Adding Tecentriq to Chemo Regimen Improves Lung Cancer Outcomes
Not all patients with non-small cell lung cancer (NSCLC) respond to immunotherapy, so researchers are exploring the use of combination regimens, including immune checkpoint inhibitors and chemotherapy, to improve outcomes in these patients.
“One issue about immunotherapy is that a minority of patients respond to it – that is, only about 20 percent,” Paul A. Bunn Jr, M.D., distinguished professor in the Division of Medical Oncology and the James Dudley Chair in Lung Cancer Research at the University of Colorado in Denver, said in an interview with OncLive, a sister publication of CURE.
“Therefore, we were wondering: If you combined a single-agent checkpoint inhibitor with other immunotherapies, chemotherapies or antiangiogenic agents, would you have a higher response rate and better overall outcome?”
Results from the phase 3 IMpower150 trial are helping to answer that question. The trial enrolled 1,202 patients with stage 4 nonsquamous NSCLC who were randomized to one of three arms: Tecentriq (atezolizumab) plus chemotherapy; Tecentriq in combination with Avastin (bevacizumab) plus chemotherapy; or Avastin plus carboplatin and paclitaxel.
Treatment with Tecentriq plus Avastin and chemotherapy (Arm B) delayed progression or death by 38 percent compared to Avastin and chemotherapy alone. Similarly, this arm experienced extended progression-free survival (8.3 months vs. 6.8 months, respectively).
After a minimum of 9.5 months of follow-up, the Tecentriq arm also experienced longer overall survival compared with Avastin and chemotherapy alone. (19.2 months vs. 14.4 months).
Although the trial met its primary endpoint, Bunn noted that cost may affect the regimen’s future use. “The major disadvantage is that this combination is a more expensive regimen. However, this combination is the first one to have a phase 3 trial done.”

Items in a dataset
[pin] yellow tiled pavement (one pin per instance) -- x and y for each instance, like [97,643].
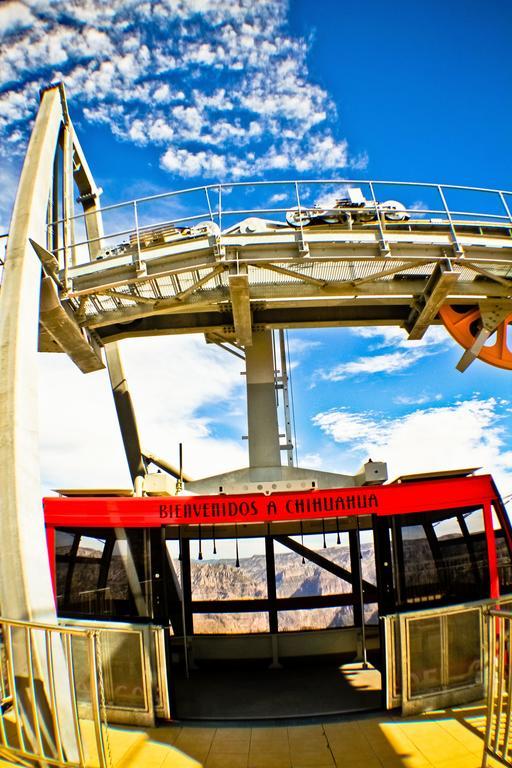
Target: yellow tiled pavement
[444,739]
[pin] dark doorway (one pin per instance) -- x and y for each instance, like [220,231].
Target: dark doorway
[273,623]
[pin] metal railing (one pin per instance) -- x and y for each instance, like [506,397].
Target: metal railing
[40,719]
[129,224]
[498,737]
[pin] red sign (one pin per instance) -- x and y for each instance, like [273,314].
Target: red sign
[150,512]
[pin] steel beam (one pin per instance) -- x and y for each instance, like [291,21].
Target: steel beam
[263,431]
[64,329]
[125,412]
[241,307]
[439,285]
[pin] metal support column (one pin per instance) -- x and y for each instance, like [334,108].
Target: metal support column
[263,429]
[125,412]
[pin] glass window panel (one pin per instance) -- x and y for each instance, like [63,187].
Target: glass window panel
[425,656]
[230,623]
[475,521]
[464,644]
[84,586]
[122,669]
[459,573]
[63,542]
[504,563]
[421,580]
[91,546]
[368,557]
[371,613]
[297,579]
[315,618]
[217,578]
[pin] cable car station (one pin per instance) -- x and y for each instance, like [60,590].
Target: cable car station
[271,590]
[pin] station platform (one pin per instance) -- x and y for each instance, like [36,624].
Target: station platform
[452,738]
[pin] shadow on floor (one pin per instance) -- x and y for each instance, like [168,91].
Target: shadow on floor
[305,690]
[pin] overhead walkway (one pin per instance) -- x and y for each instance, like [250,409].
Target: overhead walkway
[194,274]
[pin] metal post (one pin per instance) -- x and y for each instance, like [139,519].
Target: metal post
[263,429]
[286,399]
[383,242]
[361,597]
[457,246]
[137,233]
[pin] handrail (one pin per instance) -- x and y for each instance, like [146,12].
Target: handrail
[43,654]
[498,741]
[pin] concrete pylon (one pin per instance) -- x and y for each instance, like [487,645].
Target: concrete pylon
[25,584]
[263,428]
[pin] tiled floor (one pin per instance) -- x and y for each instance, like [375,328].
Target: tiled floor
[444,739]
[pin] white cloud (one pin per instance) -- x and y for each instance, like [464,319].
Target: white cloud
[13,17]
[152,73]
[402,354]
[420,399]
[173,381]
[394,362]
[469,433]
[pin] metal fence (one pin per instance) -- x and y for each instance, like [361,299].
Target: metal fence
[130,227]
[498,741]
[41,718]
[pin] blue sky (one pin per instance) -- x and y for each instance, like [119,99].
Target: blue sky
[172,93]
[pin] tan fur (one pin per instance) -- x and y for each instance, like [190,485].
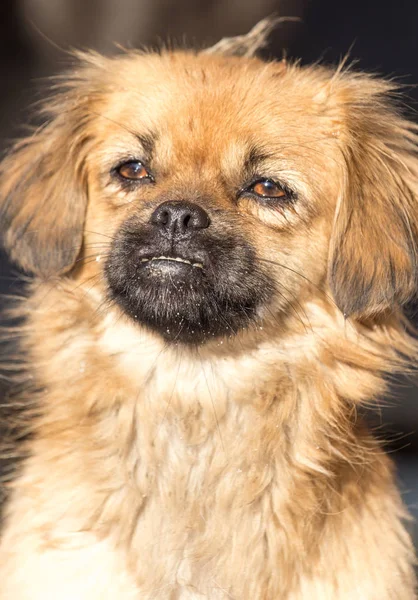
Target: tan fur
[239,469]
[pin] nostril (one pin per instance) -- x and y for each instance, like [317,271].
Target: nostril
[164,217]
[179,218]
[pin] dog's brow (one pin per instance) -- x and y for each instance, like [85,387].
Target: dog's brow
[254,157]
[147,141]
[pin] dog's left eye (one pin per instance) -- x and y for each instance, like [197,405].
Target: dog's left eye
[267,188]
[133,170]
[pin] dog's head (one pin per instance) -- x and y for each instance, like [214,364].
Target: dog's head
[211,192]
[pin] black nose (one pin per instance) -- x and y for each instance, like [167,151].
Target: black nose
[179,218]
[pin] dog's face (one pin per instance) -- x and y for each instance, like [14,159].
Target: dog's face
[207,195]
[210,207]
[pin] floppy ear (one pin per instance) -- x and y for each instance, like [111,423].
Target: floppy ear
[43,199]
[374,248]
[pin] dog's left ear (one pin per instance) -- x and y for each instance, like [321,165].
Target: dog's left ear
[373,263]
[43,199]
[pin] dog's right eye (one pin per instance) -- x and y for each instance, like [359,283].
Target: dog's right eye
[133,170]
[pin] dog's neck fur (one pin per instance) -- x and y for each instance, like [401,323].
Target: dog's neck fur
[189,444]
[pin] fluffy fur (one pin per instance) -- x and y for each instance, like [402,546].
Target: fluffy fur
[236,467]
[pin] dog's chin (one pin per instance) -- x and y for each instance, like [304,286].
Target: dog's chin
[176,300]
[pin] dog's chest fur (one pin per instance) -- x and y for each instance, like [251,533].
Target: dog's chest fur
[174,479]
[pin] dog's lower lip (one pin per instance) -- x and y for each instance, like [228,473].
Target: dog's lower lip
[174,259]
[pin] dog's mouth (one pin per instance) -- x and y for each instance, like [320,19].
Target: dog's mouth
[188,290]
[158,260]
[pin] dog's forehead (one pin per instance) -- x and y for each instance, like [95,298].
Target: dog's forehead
[208,96]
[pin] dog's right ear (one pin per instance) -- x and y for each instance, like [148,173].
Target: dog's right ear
[43,199]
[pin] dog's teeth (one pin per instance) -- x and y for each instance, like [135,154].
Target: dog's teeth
[175,259]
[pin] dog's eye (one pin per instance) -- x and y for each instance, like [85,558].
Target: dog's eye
[266,188]
[133,170]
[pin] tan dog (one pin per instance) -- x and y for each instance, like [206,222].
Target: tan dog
[222,248]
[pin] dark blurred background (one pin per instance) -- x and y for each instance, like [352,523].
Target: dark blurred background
[35,36]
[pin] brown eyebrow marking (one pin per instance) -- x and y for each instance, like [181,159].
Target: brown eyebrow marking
[147,141]
[254,157]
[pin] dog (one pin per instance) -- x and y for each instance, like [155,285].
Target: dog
[222,249]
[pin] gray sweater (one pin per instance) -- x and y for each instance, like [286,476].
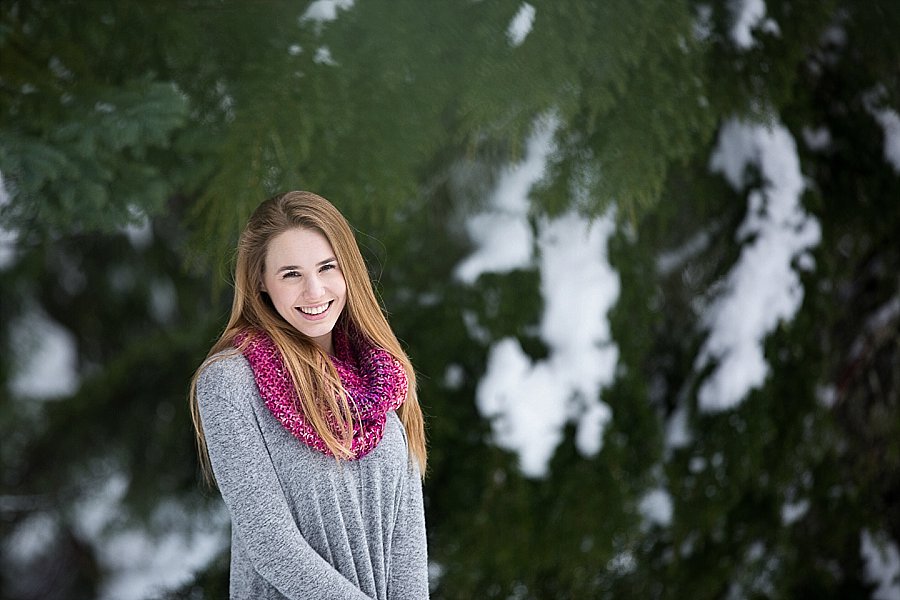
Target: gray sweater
[304,525]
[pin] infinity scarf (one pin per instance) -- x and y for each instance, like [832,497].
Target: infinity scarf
[374,381]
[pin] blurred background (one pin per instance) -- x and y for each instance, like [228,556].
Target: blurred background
[643,254]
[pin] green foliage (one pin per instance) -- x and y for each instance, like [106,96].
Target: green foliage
[191,113]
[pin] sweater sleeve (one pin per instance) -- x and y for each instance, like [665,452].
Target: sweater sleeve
[408,577]
[250,488]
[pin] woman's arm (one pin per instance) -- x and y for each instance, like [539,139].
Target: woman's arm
[253,494]
[408,577]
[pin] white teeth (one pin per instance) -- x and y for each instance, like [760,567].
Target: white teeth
[315,310]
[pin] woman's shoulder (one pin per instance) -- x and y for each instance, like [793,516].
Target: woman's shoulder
[224,371]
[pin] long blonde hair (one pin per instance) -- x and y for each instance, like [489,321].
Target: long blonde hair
[315,379]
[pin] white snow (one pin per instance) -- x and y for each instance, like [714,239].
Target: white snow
[139,230]
[882,564]
[502,234]
[749,15]
[818,139]
[454,377]
[528,401]
[45,365]
[141,563]
[323,57]
[890,123]
[656,507]
[762,289]
[791,512]
[678,433]
[520,25]
[8,238]
[323,11]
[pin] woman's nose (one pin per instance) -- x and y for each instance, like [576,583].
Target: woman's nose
[314,288]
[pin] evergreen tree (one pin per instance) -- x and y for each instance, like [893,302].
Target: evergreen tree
[136,138]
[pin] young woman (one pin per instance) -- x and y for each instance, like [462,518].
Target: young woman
[307,416]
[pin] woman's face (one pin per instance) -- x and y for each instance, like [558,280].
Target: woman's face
[305,283]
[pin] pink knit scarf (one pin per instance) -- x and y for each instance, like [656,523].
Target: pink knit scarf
[374,381]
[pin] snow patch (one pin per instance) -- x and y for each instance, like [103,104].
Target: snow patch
[323,57]
[520,25]
[890,123]
[762,289]
[749,15]
[8,238]
[502,235]
[529,401]
[45,364]
[882,564]
[656,507]
[791,512]
[323,11]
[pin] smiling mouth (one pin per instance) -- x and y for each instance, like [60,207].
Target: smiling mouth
[314,312]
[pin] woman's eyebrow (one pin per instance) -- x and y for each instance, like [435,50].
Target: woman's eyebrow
[296,268]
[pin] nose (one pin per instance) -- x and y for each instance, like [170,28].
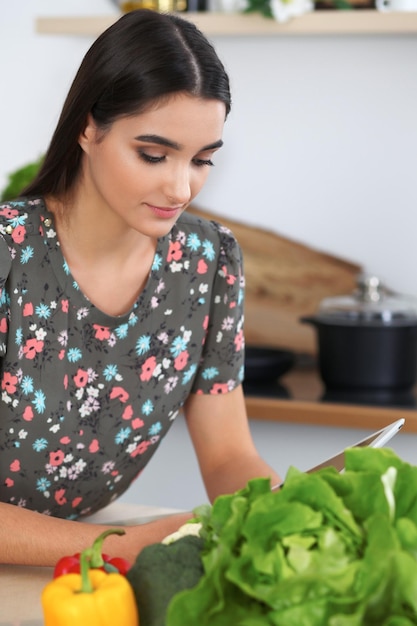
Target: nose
[178,185]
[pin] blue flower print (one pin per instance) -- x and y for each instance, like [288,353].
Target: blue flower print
[133,319]
[19,336]
[26,255]
[122,435]
[39,401]
[147,407]
[143,344]
[193,241]
[208,250]
[27,385]
[157,262]
[43,311]
[188,374]
[122,330]
[179,344]
[40,444]
[110,372]
[209,373]
[42,484]
[74,355]
[155,429]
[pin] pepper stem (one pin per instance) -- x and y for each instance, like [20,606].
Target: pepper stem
[96,558]
[85,563]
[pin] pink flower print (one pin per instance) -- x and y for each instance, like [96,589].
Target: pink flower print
[94,446]
[28,414]
[147,369]
[56,458]
[174,252]
[140,448]
[181,360]
[202,267]
[9,382]
[9,212]
[19,233]
[60,496]
[102,332]
[32,347]
[239,341]
[128,412]
[219,388]
[15,466]
[120,393]
[81,378]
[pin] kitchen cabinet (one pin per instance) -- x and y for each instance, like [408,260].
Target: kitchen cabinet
[359,22]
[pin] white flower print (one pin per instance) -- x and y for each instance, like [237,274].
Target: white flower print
[40,334]
[163,338]
[63,338]
[227,323]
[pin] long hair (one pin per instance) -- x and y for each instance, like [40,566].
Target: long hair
[142,58]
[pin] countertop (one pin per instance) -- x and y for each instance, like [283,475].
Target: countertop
[21,586]
[300,397]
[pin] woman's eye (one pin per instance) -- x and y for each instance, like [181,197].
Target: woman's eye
[148,158]
[202,162]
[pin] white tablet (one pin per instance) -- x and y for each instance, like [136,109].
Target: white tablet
[376,440]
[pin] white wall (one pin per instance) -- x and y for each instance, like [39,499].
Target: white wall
[321,145]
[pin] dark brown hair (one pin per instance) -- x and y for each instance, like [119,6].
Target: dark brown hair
[142,58]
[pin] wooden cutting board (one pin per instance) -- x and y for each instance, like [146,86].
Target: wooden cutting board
[284,281]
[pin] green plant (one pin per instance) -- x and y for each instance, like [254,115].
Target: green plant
[19,179]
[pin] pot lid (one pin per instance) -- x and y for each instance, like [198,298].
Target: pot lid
[370,302]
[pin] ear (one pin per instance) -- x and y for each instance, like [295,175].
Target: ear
[89,134]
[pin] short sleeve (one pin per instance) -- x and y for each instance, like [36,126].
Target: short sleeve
[222,365]
[5,265]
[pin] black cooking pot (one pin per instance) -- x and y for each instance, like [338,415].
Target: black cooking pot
[367,340]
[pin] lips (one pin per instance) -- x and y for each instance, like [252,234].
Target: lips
[165,213]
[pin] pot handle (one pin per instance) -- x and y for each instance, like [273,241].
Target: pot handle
[309,319]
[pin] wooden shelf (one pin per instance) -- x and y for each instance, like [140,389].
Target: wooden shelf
[359,22]
[304,407]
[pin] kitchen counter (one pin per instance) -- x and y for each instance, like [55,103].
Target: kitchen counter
[300,398]
[21,586]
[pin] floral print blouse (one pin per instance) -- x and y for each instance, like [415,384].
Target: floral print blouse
[86,398]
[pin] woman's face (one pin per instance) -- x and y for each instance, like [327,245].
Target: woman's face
[147,168]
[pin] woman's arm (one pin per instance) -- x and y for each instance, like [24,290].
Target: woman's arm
[219,429]
[29,538]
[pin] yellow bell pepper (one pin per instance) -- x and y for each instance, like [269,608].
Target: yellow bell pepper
[91,598]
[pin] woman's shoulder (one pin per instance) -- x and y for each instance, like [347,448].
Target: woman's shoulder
[21,217]
[210,229]
[18,210]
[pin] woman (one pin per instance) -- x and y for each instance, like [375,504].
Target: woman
[118,309]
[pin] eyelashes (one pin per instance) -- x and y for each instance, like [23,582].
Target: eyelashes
[153,160]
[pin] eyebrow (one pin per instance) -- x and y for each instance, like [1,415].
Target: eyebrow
[162,141]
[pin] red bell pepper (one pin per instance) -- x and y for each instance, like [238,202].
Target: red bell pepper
[98,560]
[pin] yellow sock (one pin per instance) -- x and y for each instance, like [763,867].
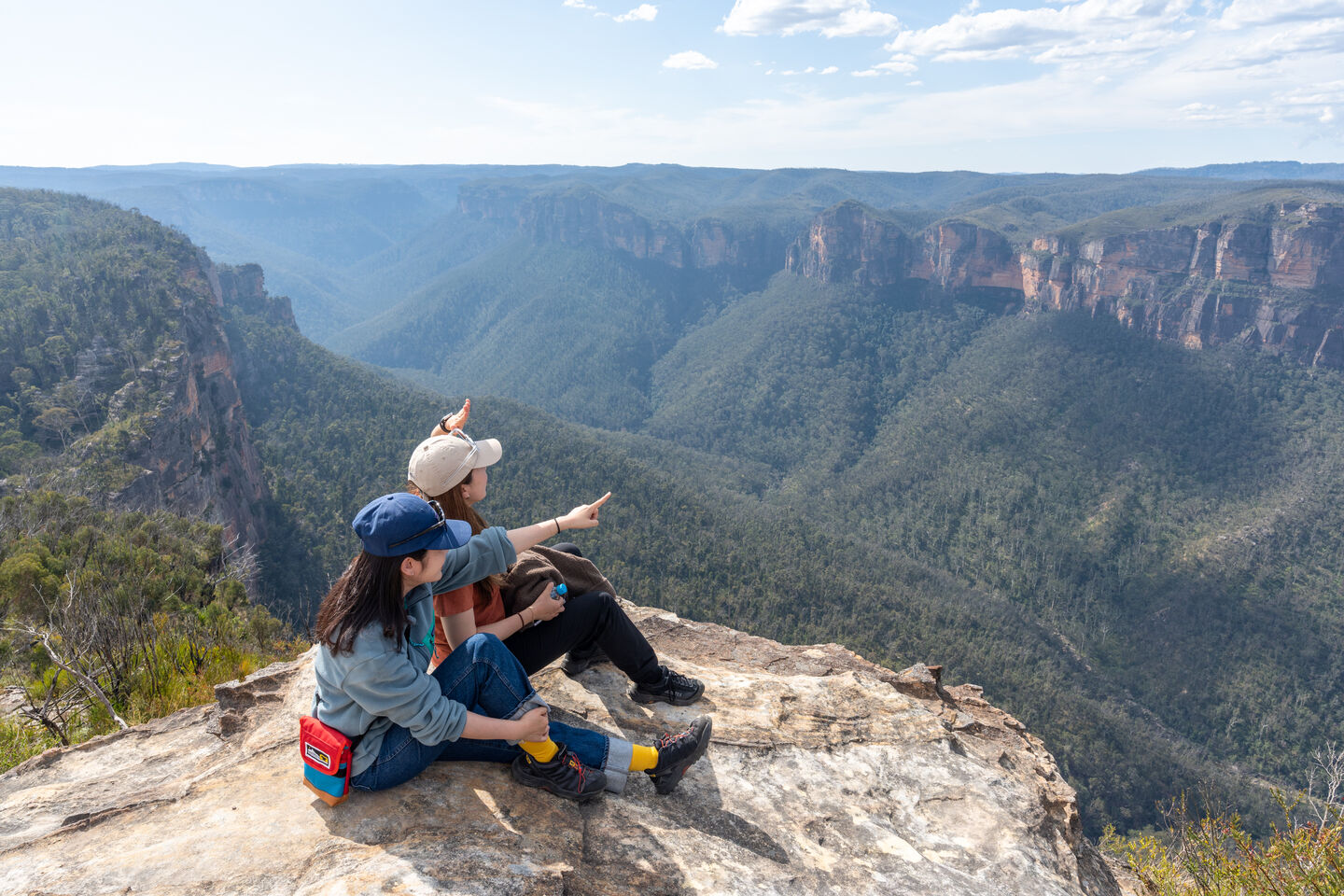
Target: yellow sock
[644,758]
[540,749]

→ **Study questions**
a – Answer these questions from the article on Tecentriq for lung cancer:
(i) How many patients did the IMpower150 trial enroll?
(ii) According to Bunn, about what percentage of patients respond to immunotherapy?
(iii) What was the progression-free survival in Arm B compared with Avastin and chemotherapy alone?
b – Continue the article on Tecentriq for lung cancer after its final sentence.
The material has no role in this work.

→ **Responses in order**
a –
(i) 1,202 patients with stage 4 nonsquamous NSCLC.
(ii) About 20 percent.
(iii) 8.3 months in Arm B versus 6.8 months with Avastin and chemotherapy alone.

b –
Although other trials are evaluating Keytruda (pembrolizumab) in similar combinations to treat patients with NSCLC, this is the first trial to take a look at chemotherapy versus chemotherapy plus a checkpoint inhibitor.
While Keytruda typically targets PD-1 and PD-L1, for the IMpower trial, researchers compared the regimens for patients with T-effector gene expression signature. There were differences in results between patients who were T-effector high and T-effector low, though they were not statistically significant. “I also do not believe that anyone will decide whether to use chemotherapy plus Tecentriq or Keytruda based on a biomarker,” Bunn said.
Although a skeptic at first, Bunn believes more and more data will come out supporting the combination use of checkpoint inhibitors with chemotherapy, and after that, cross trials to compare single agents compared with these combination regimens.
“If you have PD-L1 expression greater than 50 percent, monotherapy alone does well. Again, cross trial comparisons are complicated. It is likely that in the next six months, all of these trials will report out,” he said. “…We are probably going to see an increase in first-line use of checkpoint inhibitors.”
Altogether, the future of these combinations looks promising, and how Tecentriq will be used is to be determined. “It is likely that in the future, there will be an increase in immunotherapy plus chemotherapy combinations in the first-line setting,” said Bunn. “Tecentriqis going to be used, but how often it is used still needs to be determined.”